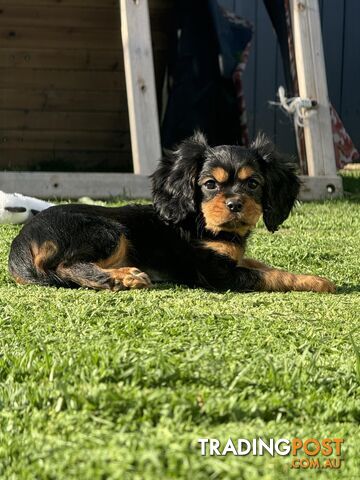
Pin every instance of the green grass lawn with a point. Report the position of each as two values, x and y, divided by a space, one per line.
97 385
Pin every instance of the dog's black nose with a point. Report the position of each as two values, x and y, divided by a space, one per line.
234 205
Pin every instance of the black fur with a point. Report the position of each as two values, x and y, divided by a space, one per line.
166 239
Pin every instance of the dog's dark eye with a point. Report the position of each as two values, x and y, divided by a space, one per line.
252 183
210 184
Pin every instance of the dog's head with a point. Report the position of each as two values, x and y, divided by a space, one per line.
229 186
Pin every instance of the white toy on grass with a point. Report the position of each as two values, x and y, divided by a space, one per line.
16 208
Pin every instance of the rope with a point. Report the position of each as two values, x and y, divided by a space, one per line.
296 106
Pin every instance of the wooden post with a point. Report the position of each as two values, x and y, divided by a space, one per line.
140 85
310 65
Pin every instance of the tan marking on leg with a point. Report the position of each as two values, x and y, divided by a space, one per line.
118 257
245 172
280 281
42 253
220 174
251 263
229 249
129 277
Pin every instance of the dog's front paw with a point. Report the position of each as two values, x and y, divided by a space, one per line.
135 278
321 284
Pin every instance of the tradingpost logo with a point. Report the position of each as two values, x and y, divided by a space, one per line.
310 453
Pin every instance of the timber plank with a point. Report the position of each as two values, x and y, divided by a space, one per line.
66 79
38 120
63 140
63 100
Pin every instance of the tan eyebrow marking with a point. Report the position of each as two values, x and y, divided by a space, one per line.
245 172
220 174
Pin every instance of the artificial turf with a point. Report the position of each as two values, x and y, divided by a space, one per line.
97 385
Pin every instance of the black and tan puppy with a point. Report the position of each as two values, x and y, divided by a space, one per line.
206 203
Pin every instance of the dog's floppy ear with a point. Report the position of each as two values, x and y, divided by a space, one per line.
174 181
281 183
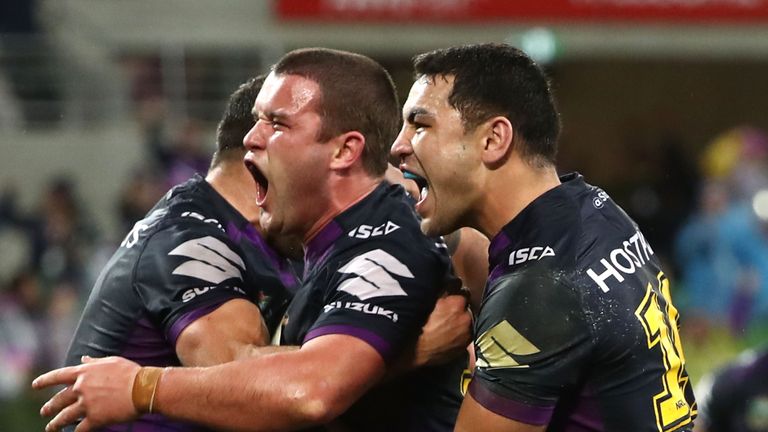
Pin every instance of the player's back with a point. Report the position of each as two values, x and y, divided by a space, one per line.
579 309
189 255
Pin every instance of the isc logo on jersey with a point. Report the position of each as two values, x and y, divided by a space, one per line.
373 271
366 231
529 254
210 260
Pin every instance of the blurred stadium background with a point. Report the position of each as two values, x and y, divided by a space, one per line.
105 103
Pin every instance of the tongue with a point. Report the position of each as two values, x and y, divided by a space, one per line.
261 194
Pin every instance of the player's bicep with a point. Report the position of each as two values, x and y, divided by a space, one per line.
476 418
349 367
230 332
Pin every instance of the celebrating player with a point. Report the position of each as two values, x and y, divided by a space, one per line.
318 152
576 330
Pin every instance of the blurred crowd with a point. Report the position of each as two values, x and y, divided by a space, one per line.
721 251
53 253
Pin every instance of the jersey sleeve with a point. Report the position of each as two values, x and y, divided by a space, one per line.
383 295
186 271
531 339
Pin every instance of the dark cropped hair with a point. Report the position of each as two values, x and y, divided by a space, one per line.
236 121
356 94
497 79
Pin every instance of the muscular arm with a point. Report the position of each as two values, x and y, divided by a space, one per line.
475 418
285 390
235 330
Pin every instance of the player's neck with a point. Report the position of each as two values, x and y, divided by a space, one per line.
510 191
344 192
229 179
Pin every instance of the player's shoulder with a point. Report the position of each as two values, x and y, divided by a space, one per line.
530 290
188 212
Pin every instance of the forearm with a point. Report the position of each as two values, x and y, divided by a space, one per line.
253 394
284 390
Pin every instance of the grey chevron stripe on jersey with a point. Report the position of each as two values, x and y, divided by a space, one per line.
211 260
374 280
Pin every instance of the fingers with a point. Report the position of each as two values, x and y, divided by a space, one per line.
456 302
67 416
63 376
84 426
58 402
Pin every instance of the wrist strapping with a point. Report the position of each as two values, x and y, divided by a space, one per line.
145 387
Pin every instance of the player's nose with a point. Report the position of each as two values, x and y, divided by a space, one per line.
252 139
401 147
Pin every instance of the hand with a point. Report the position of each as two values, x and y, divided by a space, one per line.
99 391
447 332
==============================
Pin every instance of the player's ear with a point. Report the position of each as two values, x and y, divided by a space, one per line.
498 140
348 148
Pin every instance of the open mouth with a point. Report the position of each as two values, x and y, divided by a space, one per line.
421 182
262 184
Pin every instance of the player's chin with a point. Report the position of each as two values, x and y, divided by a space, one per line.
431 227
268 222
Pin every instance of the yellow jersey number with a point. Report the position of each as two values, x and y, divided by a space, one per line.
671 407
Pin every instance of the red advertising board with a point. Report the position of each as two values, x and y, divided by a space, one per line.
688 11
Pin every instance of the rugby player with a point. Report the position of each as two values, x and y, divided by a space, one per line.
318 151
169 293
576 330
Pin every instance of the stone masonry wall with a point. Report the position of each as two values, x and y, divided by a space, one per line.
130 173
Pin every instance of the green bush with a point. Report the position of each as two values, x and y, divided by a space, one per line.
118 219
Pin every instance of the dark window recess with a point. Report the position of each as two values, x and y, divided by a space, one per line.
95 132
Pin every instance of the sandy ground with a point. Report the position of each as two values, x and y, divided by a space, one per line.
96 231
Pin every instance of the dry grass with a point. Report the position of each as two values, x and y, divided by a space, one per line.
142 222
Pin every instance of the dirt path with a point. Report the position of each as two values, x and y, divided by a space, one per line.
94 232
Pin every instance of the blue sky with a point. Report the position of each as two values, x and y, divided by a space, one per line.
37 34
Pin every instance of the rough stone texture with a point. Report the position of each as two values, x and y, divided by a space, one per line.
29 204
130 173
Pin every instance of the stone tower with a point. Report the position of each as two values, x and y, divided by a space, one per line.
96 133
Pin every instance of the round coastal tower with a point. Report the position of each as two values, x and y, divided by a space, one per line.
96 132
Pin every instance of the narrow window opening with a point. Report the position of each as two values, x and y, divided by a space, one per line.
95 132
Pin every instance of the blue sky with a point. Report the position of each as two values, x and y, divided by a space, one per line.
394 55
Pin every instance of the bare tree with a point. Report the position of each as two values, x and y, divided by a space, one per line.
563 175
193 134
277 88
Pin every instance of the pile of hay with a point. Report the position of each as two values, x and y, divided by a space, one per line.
==============================
* **DIRECTIONS FOR THIS TASK**:
Above are the lines; repeat exactly the ones from the line containing "Pin every instance of the narrow" down to the line containing "Pin every instance of the pile", both inclusive.

* **TASK RESPONSE**:
Pin every instance of the narrow window opening with a point. Report the position of each as two values, x and y, divided by a space, one per line.
95 132
Pin every instance of the blue sky with a point. Report the position of each as two values, x and y, divided by a space, one per line.
394 55
Pin every instance of the bare tree with a point. Report the position of each as two values, x and y, divided by a space, one per line.
563 175
193 134
277 88
Pin every instance of the pile of hay with a point. Report the position of each as two values, x and y, divided by a space, one per line.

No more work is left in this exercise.